ACTION ITEM =>
Please restate exactly the lines of the data below, beginning with the line containing "Target: pink hijab" and ending with the last line.
*** Begin section ***
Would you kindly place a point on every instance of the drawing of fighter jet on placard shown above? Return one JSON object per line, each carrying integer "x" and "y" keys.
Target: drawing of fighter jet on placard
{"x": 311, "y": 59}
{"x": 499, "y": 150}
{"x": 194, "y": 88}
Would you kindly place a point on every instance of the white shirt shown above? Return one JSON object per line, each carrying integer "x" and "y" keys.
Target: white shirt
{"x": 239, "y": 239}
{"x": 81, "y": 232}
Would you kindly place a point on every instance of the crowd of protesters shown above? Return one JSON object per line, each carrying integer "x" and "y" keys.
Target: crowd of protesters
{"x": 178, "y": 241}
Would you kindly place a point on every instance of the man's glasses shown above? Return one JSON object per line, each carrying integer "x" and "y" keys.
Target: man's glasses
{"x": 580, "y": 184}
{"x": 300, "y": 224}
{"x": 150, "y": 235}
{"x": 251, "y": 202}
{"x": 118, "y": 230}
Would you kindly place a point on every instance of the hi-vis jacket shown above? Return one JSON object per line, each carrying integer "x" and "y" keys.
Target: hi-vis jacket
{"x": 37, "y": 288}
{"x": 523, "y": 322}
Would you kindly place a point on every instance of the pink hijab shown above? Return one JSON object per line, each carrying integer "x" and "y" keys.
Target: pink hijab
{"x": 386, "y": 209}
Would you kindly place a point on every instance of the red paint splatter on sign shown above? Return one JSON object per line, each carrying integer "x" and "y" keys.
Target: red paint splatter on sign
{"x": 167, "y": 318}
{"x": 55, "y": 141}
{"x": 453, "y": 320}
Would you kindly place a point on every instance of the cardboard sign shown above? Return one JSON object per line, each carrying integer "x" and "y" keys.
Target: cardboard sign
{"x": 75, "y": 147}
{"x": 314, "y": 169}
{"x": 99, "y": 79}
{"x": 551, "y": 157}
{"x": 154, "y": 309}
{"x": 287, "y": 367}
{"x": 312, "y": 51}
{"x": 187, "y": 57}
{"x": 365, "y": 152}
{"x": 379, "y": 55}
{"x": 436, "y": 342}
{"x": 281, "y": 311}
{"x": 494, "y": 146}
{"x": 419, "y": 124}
*** End section ***
WRITTEN REPLY =>
Target: pink hijab
{"x": 386, "y": 209}
Would you kindly place a point on every instance of the red paint splatter on sign shown above? Return one JSON object per line, each carrying integer "x" and "y" keys.
Target: red paint splatter on sign
{"x": 167, "y": 318}
{"x": 55, "y": 141}
{"x": 453, "y": 320}
Would you kindly place a point on every instance of the cardboard sign shown above? Return one JSON object per line, each carrying integer "x" and "y" keys.
Target: cardboard sign
{"x": 75, "y": 147}
{"x": 314, "y": 169}
{"x": 99, "y": 79}
{"x": 551, "y": 157}
{"x": 154, "y": 309}
{"x": 287, "y": 367}
{"x": 312, "y": 51}
{"x": 187, "y": 57}
{"x": 365, "y": 152}
{"x": 379, "y": 55}
{"x": 436, "y": 342}
{"x": 281, "y": 311}
{"x": 494, "y": 146}
{"x": 419, "y": 124}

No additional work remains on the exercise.